§ WHAT YOU NEED TO DO
Which lines in the items below contain the string "black"? Select and copy each of them, matching case exactly.

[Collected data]

§

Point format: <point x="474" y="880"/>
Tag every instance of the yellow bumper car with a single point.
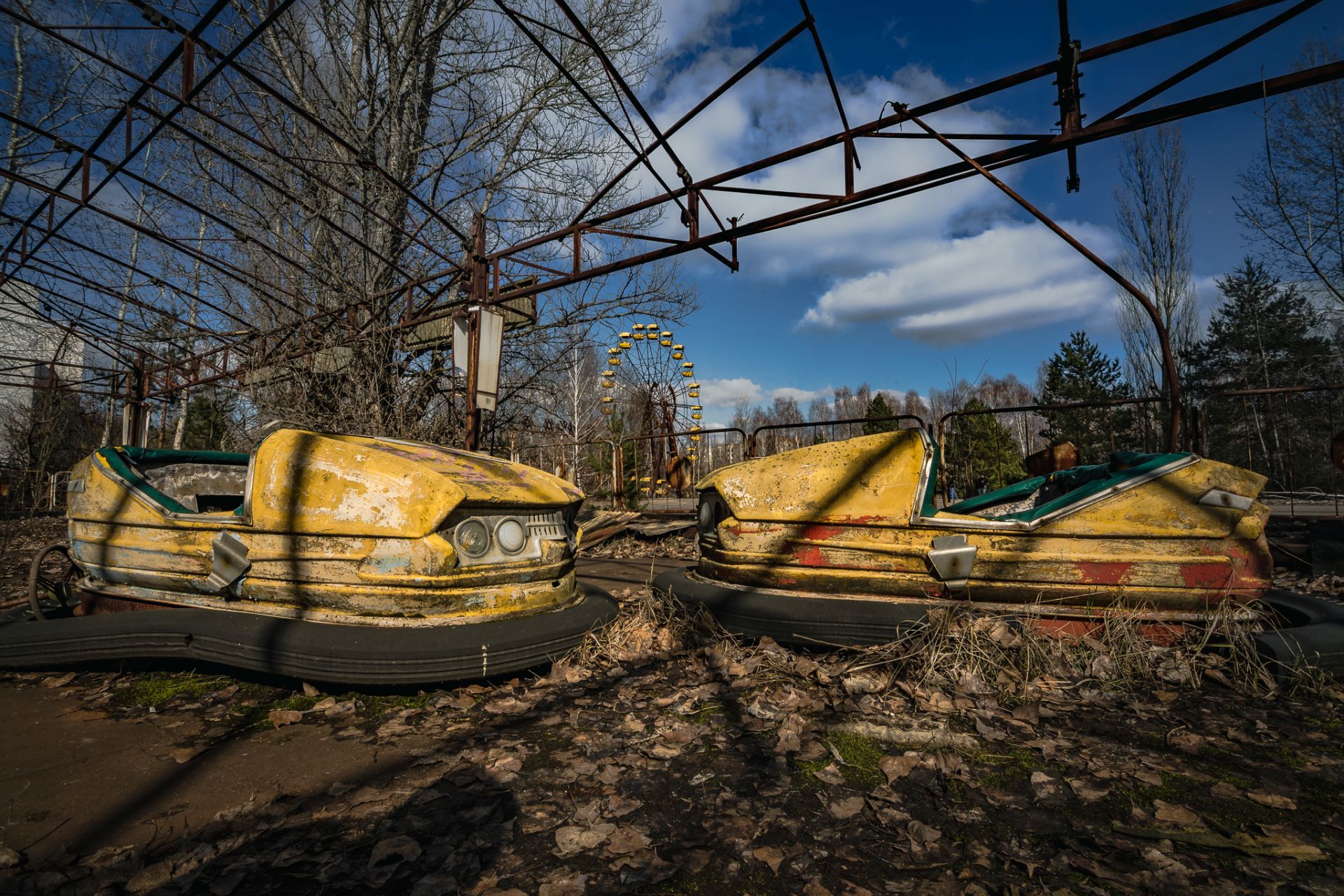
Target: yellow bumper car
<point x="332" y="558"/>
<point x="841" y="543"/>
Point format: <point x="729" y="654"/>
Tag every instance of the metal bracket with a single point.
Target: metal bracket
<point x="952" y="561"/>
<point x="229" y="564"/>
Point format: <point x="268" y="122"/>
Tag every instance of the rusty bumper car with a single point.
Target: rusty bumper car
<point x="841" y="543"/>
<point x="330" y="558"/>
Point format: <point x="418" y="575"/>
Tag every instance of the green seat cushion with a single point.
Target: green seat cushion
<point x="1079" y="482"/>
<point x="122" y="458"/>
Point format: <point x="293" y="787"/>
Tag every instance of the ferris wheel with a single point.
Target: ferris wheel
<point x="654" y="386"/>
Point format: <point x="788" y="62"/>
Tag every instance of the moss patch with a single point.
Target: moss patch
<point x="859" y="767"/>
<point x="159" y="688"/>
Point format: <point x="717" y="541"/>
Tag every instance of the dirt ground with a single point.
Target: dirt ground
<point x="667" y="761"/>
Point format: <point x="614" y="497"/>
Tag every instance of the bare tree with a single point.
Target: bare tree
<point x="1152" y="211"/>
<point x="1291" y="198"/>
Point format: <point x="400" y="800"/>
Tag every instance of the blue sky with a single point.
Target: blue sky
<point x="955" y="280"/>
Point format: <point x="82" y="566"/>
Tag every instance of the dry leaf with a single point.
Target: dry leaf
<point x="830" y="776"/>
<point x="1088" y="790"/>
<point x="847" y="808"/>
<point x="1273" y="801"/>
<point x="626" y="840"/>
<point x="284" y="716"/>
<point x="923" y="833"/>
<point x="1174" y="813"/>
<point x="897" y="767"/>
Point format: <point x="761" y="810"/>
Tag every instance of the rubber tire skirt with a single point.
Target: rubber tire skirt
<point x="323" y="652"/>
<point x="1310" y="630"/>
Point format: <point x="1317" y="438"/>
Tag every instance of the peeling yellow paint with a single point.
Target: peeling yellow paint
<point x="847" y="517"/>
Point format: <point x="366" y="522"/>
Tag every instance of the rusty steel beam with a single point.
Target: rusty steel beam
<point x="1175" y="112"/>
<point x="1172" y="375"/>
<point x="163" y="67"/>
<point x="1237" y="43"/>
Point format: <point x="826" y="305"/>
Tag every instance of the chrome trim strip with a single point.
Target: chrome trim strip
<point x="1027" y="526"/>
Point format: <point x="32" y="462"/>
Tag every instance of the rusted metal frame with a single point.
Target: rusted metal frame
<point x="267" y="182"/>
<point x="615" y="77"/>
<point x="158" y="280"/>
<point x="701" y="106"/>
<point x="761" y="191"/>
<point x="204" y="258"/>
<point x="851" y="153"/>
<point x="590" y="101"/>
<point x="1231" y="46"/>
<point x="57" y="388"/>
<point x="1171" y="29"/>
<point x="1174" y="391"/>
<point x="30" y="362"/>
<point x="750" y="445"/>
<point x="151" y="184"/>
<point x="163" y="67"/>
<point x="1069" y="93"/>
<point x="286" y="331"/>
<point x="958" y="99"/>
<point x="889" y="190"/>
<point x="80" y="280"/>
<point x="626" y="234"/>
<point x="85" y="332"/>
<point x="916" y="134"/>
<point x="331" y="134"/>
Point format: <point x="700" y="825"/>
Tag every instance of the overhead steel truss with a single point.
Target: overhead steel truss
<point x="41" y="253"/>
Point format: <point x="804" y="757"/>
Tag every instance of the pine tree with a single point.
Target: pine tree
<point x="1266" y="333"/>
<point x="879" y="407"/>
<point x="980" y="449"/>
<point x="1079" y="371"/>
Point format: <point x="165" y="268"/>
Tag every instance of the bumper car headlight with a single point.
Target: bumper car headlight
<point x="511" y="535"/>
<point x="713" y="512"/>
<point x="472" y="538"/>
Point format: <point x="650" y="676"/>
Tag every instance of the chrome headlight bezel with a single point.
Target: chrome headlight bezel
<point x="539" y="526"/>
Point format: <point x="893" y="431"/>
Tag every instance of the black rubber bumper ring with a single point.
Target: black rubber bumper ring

§

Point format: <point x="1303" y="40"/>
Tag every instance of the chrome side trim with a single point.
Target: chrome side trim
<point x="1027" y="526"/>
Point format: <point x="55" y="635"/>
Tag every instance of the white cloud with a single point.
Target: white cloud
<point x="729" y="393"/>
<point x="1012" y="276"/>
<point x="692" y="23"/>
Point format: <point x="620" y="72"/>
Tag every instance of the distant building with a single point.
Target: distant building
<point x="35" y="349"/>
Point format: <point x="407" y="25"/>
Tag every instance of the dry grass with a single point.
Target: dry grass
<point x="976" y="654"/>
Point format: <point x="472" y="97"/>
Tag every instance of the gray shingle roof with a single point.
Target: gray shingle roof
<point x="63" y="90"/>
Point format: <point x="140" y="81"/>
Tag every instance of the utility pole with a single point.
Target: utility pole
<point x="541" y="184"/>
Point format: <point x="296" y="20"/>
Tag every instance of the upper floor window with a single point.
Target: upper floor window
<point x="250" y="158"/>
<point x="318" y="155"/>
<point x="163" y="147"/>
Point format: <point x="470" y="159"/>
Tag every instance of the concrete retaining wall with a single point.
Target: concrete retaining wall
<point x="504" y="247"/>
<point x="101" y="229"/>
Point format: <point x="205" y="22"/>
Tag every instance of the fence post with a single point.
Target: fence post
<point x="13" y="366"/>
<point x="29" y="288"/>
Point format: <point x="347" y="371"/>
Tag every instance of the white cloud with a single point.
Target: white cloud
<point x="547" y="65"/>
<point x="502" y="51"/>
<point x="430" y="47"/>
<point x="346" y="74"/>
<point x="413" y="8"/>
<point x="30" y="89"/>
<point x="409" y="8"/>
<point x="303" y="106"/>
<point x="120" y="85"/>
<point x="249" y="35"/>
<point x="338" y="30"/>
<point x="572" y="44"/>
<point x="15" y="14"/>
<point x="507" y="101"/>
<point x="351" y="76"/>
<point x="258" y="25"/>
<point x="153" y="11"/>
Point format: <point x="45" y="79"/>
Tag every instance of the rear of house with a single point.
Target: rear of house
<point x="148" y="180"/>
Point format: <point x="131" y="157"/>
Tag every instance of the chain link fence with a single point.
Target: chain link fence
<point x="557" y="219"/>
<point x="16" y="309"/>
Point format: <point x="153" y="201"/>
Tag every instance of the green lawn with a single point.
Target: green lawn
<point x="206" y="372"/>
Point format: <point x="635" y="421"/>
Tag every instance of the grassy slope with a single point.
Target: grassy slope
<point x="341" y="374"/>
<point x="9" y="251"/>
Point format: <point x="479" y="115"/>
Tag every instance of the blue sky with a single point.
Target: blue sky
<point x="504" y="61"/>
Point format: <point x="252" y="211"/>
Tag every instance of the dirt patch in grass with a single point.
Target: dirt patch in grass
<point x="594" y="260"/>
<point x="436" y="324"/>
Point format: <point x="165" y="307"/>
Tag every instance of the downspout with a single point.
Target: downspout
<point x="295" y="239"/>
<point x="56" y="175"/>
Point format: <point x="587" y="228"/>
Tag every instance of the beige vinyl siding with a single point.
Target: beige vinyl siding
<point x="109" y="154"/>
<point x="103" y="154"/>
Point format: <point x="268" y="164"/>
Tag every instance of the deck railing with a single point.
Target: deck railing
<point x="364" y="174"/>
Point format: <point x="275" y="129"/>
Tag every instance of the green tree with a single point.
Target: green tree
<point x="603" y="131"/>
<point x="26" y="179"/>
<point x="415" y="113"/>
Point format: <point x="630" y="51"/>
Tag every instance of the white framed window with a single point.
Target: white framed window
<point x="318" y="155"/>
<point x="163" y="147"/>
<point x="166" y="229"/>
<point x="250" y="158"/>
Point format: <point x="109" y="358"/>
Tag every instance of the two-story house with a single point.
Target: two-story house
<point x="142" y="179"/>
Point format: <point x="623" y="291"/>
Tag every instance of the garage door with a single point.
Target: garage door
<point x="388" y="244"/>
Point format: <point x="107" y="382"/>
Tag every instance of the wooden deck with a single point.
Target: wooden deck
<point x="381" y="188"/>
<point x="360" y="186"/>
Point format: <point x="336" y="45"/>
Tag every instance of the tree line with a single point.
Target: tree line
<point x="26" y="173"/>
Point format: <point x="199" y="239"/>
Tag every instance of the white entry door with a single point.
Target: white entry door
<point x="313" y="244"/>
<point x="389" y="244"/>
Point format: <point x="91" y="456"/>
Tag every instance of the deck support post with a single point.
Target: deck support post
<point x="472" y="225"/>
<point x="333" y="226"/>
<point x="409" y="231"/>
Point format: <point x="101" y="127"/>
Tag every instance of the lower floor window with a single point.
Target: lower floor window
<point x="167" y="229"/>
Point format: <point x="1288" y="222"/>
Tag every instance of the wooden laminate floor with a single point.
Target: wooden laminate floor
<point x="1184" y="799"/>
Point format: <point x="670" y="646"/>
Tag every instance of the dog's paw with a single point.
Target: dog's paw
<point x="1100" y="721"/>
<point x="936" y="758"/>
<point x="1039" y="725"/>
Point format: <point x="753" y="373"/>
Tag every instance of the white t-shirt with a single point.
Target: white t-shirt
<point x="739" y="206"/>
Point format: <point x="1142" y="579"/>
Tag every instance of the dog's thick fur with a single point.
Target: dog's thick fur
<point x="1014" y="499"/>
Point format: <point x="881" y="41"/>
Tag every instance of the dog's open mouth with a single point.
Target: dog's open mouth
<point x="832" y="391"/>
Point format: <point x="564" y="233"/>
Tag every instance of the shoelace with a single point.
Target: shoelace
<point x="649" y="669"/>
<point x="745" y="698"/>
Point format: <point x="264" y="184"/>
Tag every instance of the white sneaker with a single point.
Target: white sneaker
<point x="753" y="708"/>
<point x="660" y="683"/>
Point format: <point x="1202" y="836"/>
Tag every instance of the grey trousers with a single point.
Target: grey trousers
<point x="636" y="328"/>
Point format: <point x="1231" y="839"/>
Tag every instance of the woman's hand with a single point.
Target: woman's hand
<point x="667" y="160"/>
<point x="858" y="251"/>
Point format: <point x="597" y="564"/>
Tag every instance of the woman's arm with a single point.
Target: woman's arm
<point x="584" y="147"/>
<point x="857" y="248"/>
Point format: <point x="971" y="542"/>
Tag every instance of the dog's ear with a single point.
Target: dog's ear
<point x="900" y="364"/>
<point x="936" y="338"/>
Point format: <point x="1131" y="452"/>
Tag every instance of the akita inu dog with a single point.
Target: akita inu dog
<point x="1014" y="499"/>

§

§ COMPLETE OUTPUT
Tag every instance of the black rubber bumper ring with a single point.
Target: black rubber bumper ring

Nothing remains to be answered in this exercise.